EXERCISE DETAILS -
Nothing below is to be printed except the lines between the line holding "Mark one point on each instance of the white baseboard" and the line holding "Mark one point on each instance of the wooden coffee", inclusive, each exactly as it appears.

----

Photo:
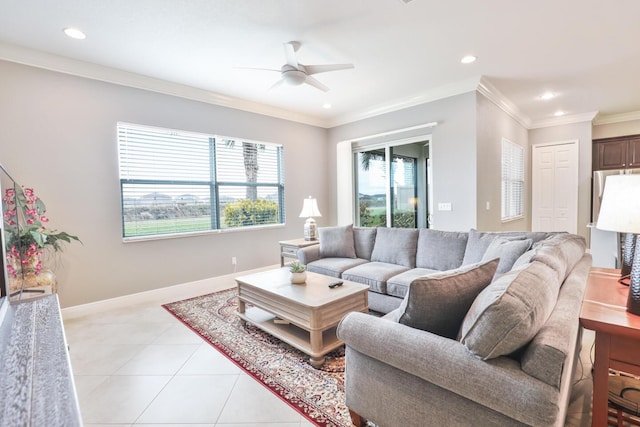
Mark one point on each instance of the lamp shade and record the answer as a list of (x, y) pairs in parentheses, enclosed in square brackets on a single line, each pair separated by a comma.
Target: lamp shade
[(620, 208), (310, 208)]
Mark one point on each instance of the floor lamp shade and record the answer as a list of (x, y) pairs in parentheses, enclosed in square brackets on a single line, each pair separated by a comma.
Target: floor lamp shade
[(309, 210), (620, 211)]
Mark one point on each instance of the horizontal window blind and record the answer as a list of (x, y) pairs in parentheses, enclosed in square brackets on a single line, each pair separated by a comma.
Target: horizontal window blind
[(175, 182), (512, 180)]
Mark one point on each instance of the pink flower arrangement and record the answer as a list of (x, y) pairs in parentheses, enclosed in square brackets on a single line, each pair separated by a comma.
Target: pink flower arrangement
[(26, 234)]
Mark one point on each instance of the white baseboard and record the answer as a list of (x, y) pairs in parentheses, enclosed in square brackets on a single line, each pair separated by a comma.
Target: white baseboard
[(161, 295)]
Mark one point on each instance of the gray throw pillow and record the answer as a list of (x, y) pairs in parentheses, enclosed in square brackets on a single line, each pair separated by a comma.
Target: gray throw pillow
[(440, 250), (396, 246), (439, 303), (507, 250), (336, 242), (364, 238), (510, 311)]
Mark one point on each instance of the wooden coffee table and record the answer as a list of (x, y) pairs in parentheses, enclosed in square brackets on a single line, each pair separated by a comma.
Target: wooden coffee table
[(304, 316)]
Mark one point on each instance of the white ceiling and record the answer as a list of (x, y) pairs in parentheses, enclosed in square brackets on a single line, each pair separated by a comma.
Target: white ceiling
[(586, 51)]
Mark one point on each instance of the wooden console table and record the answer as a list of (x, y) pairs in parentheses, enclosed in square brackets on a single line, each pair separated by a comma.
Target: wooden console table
[(604, 310), (36, 382)]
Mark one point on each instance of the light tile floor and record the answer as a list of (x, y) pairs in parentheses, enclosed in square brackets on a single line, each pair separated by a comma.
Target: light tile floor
[(135, 364)]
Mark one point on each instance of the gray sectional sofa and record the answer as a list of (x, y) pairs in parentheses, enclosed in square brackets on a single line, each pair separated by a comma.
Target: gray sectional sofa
[(481, 328)]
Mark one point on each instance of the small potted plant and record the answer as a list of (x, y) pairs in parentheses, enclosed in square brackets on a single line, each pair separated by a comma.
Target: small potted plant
[(298, 272)]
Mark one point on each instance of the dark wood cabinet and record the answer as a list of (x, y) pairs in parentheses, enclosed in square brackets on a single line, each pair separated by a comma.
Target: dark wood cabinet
[(616, 153)]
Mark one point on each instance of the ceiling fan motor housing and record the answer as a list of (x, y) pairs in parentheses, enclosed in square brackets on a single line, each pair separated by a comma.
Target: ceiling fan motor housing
[(293, 76)]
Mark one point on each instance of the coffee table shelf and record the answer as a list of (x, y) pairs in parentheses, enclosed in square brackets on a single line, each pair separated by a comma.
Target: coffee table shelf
[(290, 333), (311, 311)]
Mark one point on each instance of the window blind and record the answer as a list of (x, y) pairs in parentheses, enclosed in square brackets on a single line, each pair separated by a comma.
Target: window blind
[(512, 180), (176, 182)]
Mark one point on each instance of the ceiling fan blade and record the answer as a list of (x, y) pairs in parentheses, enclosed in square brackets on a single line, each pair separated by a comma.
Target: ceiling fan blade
[(315, 83), (290, 53), (257, 68), (276, 85), (315, 69)]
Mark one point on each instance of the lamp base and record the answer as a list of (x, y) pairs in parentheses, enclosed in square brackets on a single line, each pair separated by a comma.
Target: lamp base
[(628, 251), (310, 229), (633, 301)]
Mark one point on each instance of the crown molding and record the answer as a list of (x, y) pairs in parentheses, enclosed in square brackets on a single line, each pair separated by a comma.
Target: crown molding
[(616, 118), (434, 94), (564, 120), (494, 95), (39, 59)]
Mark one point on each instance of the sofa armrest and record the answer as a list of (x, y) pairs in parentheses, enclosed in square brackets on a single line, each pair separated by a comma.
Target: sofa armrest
[(497, 383), (308, 254)]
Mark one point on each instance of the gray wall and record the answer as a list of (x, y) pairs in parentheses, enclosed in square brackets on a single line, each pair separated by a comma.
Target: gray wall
[(493, 125), (453, 153), (581, 132), (58, 135)]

----

TASK ANSWER -
Mark one point on each instance of the white baseboard and record the answer as a list of (x, y) pairs in parentheses, enclosed in square brackets on a single line, each pair separated by a comma.
Target: white baseboard
[(161, 295)]
Mark one point on each instance of the gray throw pillow and record the answer as a list of (x, y) pairs in parentheses, enclosed in square brackets on a single line, each pair separated by a comma.
Target: gray throw pillow
[(440, 250), (396, 246), (439, 303), (507, 250), (336, 242), (364, 238), (510, 311)]
Mark one point on each instance of the wooden coffee table and record the answer as a list of (x, y) pairs in parentheses, enclosed in square brackets on a single line, each pair separated by a comma.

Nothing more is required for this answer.